## DATA FOR THIS EXERCISE
::::::::::

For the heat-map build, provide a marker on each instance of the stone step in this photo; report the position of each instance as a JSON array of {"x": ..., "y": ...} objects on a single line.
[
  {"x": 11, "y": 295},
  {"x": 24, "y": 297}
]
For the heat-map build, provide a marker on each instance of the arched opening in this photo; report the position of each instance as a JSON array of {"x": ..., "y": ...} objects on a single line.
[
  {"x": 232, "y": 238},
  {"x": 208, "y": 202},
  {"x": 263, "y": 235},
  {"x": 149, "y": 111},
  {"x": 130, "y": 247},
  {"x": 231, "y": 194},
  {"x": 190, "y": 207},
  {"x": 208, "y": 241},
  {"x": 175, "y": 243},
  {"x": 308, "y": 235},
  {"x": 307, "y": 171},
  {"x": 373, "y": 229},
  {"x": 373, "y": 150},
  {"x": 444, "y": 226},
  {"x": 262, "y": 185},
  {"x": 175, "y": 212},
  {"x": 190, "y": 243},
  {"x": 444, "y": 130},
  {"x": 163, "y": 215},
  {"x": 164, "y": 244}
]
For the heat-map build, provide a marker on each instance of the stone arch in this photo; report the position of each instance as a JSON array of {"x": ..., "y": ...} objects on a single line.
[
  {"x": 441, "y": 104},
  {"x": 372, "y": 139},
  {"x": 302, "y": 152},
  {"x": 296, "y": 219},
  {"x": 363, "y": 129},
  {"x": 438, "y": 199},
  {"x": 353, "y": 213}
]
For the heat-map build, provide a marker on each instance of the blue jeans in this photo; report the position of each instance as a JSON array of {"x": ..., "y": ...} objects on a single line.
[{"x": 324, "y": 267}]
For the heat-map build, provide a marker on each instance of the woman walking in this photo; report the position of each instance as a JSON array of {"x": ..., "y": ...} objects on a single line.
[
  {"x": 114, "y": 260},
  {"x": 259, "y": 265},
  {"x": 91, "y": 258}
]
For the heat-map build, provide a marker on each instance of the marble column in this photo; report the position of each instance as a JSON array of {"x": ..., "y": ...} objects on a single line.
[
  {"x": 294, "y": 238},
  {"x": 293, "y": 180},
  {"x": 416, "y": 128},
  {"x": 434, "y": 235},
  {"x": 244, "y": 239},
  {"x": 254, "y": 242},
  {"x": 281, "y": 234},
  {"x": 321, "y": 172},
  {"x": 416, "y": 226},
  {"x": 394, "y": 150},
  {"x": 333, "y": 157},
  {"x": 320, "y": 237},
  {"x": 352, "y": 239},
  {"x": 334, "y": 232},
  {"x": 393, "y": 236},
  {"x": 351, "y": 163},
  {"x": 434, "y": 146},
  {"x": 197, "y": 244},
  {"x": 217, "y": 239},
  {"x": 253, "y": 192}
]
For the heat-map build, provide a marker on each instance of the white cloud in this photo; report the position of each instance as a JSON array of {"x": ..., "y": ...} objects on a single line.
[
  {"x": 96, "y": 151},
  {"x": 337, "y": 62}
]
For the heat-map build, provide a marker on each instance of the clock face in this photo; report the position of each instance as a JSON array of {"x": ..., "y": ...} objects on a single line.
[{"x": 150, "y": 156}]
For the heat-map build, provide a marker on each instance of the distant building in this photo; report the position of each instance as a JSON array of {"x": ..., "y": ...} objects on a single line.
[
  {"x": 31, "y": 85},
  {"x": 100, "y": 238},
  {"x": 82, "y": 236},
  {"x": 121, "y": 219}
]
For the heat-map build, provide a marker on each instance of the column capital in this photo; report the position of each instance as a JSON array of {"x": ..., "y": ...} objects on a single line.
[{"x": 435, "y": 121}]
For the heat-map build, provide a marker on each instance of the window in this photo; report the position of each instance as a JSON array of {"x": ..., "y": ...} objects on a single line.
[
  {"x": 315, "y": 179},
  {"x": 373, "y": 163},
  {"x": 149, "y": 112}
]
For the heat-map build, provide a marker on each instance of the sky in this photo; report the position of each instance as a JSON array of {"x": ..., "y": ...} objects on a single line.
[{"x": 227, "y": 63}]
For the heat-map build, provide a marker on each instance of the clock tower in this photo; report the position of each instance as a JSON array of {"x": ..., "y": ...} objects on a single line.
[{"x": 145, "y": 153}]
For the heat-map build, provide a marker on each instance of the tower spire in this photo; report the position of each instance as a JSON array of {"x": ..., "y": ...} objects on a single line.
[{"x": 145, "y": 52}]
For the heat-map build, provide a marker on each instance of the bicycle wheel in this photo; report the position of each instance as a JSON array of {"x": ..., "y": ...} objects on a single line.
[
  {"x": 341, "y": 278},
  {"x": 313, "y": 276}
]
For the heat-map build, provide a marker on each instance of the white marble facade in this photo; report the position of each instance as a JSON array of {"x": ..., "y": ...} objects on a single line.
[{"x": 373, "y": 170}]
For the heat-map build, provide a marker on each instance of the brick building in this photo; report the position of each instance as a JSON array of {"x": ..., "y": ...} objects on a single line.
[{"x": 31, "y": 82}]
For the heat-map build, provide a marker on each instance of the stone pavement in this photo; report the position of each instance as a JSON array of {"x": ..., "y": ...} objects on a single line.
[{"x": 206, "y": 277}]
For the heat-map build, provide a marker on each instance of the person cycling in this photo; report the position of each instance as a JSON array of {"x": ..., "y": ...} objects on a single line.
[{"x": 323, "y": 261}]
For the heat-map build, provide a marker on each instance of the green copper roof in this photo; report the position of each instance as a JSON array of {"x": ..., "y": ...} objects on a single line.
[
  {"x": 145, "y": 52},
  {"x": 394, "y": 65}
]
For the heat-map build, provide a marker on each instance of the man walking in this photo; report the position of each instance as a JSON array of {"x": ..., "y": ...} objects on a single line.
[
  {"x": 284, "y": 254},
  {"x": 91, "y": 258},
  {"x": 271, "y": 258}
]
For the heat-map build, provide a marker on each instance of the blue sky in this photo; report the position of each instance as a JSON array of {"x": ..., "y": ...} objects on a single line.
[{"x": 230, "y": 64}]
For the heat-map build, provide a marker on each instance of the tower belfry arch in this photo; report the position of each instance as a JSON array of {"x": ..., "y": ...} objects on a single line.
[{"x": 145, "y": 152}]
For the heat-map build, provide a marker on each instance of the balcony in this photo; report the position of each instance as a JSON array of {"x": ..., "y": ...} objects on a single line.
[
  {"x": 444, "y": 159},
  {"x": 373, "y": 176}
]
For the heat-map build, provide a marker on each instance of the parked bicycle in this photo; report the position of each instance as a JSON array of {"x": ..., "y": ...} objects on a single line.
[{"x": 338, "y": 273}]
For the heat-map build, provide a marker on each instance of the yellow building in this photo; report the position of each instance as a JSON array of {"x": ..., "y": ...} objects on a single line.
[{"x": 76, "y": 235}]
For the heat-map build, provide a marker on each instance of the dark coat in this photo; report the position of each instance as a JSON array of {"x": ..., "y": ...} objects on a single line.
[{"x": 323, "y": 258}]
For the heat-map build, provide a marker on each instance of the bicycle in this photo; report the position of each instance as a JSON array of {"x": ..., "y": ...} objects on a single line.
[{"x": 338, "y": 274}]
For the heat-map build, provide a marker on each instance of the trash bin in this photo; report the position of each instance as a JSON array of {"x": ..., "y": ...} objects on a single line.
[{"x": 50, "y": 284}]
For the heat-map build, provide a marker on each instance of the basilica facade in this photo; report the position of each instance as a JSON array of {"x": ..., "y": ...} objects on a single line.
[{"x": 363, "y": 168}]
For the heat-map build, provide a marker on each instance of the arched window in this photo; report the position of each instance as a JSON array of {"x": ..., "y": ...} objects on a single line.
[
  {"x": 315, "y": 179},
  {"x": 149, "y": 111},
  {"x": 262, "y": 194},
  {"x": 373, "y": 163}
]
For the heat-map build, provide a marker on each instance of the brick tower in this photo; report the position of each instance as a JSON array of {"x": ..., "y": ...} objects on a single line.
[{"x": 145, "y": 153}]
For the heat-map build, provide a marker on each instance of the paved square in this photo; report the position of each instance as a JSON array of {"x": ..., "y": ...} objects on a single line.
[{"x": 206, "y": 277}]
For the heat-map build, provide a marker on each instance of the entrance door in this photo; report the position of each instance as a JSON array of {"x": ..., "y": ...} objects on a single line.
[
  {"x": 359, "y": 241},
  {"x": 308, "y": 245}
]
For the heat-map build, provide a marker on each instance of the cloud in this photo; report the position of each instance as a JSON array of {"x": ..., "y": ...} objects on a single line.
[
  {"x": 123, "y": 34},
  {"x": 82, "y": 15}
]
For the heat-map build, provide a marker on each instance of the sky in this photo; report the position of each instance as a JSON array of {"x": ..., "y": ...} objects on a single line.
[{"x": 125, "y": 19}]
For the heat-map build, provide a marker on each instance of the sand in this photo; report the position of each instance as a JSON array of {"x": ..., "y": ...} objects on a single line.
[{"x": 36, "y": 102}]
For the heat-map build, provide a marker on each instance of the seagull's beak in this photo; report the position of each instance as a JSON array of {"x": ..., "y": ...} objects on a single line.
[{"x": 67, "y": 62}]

::::::::::

## WHAT THE TASK ASKS
All lines from the one containing "of the entrance" through the last line of the data, both included, are to be retyped exactly, and no other line belongs in the answer.

## THE COMPLETED TASK
For the heat-map build, provide a marker on each instance of the entrance door in this photo; report the position of each instance as a JSON array of {"x": ..., "y": ...} objects on a single line.
[
  {"x": 359, "y": 241},
  {"x": 308, "y": 245}
]
For the heat-map build, provide a marker on each instance of the cloud in this photo; report the position of each instance as a JSON array of {"x": ..., "y": ...} objects on a single line.
[
  {"x": 123, "y": 34},
  {"x": 82, "y": 15}
]
For the heat-map build, provide a marker on each instance of the sky in this photo; report the position of each instance as a JSON array of {"x": ..., "y": ...} objects on a single line.
[{"x": 125, "y": 19}]
For the heat-map build, provide a marker on each instance of the sand in this photo; report the position of each instance as a JSON array of {"x": ..., "y": ...} objects on a single line.
[{"x": 36, "y": 102}]
For the heat-map build, provide a marker on each instance of the seagull's beak in this photo; report the position of each instance as a JSON array of {"x": ..., "y": ...} objects on a single line.
[{"x": 67, "y": 62}]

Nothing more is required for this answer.